Things to do:
(1) Quote each sentence in the archery-and-firearms analogy text that begins with the words "We have".
(2) Extend the archery-and-firearms analogy text about nursing practice, picking up after its final sentence.

Document segment:
Imagine if you will a board of archery and a board of firearms. both can accomplish simple things like shoot that deer at 20yrds. But, by the time you are shooting a rabbit at 100yrds, a board of firearms trained hunter is all but required. now imagine a few archers realized there wasn't always a board of firearms hunter around when they needed one, so they buy a few rifles and try to teach themselves how to use them. eventually they say they are just as good at shooting that rabbit at 100yrds and they want to do so, they call themselves advanced practice archers or archer practitioners. The board of firearms gets upset and says you don't have the approved training from the board of firearms. The archer practitioners (with gunpowder residue on their fingers) says they aren't under the board of firearms because they are archers. They just practice "advanced archery".
I don't care how advanced your archery is, if you are using a .30.06 rifle.....you are in board of firearms territory.
In some sense I think you are right, and it's unfortunate that we have to obfuscate what we say in order to avoid regulatory scrutiny. To extend your analogy, though, consider what happens as archers develop more advanced bows that, while not competing with firearms in their entirety, certainly get past 20 yards. Or we twist the analogy a little further and consider that the archers are in better proximity to more targets. This is what I think is happening in medicine. We have a lot of people who are capable of doing more than what they are doing. We have a lot who aren't. We have people who are over-educated for the role they actually play, and we have people who are under-educated.
I'm an RN, and in some situations my formal education was not adequate even for the nursing role, the uncontroversial role that most medical doctors agree is appropriate. It's not because my education was poor, solid biological/social sciences and two years of kick-ass clinical education. It's because the situations are complex and fast moving. Things happen when I don't have a physician to hold my hand. Six years after graduation, with some clinical experience and continuing education under my belt, I routinely ask for orders for issues that believe I am qualified write, such as changes in the dose or route of a medication (one that I know well and that has already been prescribed). I also recognize situations in which I am not qualified to make the decision at hand. Sometimes I'm not sure.

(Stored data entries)
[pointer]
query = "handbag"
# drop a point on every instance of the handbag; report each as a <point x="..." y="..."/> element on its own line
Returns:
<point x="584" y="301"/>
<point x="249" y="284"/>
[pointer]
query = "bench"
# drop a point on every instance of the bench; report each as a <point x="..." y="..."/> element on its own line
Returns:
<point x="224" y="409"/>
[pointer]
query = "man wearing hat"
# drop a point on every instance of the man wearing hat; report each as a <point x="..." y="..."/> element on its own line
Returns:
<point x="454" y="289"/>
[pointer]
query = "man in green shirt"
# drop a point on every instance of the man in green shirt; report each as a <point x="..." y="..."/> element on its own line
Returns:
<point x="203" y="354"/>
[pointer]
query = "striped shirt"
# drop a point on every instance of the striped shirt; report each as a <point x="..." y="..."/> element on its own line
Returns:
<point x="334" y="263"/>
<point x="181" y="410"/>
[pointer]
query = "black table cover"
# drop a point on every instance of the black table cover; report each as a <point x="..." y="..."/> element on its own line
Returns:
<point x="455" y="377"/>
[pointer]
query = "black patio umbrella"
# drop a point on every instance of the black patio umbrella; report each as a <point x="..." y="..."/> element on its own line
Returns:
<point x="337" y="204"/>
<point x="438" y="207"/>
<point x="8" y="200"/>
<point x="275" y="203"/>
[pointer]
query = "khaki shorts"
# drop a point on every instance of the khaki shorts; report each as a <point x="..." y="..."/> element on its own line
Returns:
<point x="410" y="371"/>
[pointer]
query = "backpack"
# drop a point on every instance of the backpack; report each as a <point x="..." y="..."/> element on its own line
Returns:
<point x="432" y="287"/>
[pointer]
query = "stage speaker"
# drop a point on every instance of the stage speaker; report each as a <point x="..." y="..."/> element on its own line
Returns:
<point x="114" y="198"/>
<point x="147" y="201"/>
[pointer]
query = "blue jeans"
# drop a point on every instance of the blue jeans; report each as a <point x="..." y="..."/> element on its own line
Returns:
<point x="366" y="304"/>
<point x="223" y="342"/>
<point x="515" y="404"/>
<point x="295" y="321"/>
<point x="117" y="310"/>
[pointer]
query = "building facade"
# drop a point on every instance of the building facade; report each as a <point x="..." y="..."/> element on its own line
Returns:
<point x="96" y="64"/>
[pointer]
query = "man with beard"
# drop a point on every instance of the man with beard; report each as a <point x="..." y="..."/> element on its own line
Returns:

Task-by-task answers:
(1)
- We have a lot of people who are capable of doing more than what they are doing.
- We have a lot who aren't.
- We have people who are over-educated for the role they actually play, and we have people who are under-educated.

(2)
Nurses, as they advance education and experience, get better at clinical judgement, not just the accomplishment of tasks. Clinical judgement relates strongly to diagnosis and treatment of disease, but the two terms are not interchangeable. The nurse routinely makes unofficial diagnoses when evaluating patients. I'm not talking about nursing diagnoses, which I see as a way in which nurse educators have worked around this practice of making unofficial medical diagnoses. I mean saying "These symptoms look like heart failure." We have to make the diagnosis because, whether we like it or not, we have to formulate a framework for what information we gather, what we do in the moment, how we communicate with a physician, and just how urgently we approach the situation. It would be unwise to just turn the whole ship over to a person who isn't formally educated to operate it, but what operations of judgement can we turn over safely? This is not an easy question and the answers are going to need to be guided by evidence.
How interested is the medical profession in determining a graduated approach to clinical education vs. scope of practice, or is the medical profession more interested in maintaining only two roles: MD and RN? What do we do if the board of firearms does not recognize the middle range between 20 and 100 yards and has no interest in the regulation of that range in face of a growing rabbit infestation?